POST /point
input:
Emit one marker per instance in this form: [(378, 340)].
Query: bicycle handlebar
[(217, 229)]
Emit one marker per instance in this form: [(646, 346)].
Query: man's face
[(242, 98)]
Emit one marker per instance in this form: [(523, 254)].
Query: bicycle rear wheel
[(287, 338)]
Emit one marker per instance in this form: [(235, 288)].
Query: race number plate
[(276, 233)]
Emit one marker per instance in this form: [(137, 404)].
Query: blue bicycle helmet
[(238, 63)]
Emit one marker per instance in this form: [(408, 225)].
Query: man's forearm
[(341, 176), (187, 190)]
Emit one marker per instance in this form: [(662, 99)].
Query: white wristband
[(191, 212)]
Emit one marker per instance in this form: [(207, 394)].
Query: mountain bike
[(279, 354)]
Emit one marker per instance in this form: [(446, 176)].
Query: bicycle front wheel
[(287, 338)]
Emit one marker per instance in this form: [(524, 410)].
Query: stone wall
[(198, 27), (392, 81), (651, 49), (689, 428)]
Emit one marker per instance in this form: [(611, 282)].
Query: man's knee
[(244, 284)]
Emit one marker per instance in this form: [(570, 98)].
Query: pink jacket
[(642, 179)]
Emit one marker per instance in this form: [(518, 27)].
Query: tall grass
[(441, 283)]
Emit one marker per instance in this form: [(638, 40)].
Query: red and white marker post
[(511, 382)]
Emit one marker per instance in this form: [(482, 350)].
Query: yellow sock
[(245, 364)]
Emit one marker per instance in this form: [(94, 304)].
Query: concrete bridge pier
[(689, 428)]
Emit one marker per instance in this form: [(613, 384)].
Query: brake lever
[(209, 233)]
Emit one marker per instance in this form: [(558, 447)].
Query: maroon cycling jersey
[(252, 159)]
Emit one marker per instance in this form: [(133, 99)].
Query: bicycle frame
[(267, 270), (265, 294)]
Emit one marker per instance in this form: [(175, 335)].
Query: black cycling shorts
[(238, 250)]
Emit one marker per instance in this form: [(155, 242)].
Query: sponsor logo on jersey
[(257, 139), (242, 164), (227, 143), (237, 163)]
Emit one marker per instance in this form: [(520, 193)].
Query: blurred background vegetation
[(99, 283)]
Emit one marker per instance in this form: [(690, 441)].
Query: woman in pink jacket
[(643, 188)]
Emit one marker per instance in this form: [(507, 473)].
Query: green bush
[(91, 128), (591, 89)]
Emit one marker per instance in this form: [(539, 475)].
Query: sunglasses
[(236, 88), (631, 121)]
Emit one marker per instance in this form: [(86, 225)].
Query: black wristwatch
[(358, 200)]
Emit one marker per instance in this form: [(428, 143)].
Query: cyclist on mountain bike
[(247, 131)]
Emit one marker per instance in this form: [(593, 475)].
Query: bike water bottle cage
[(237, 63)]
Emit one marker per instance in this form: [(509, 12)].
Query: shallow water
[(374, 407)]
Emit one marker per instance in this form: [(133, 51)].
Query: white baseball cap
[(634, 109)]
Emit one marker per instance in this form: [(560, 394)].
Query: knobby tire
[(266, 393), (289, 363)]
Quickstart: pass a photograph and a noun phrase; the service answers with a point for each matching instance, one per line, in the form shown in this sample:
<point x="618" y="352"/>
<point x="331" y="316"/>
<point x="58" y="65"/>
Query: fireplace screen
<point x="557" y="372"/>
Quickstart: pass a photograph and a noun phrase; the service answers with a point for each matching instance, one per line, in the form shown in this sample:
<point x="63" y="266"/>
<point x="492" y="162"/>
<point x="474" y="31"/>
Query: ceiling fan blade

=======

§ Work order: Set down, exactly and only, the lines running from the one holding "Emit one marker per instance in this form: [(560, 394)]." through the end of the records above, both ends included.

§ Result for this task:
Emit one marker per instance in this form: [(560, 394)].
Query: knobby tire
[(266, 393), (289, 363)]
Quickstart: pass a photograph and a noun phrase; the service answers with a point for each matching instance, one per line, in the form shown in this sample:
<point x="618" y="352"/>
<point x="331" y="316"/>
<point x="58" y="65"/>
Query: fireplace screen
<point x="557" y="372"/>
Quickstart: pass a photograph and a noun phrase; the service answers with a point for each matching instance, one per line, in the form shown in this sample:
<point x="63" y="266"/>
<point x="492" y="162"/>
<point x="474" y="31"/>
Query: ceiling fan blade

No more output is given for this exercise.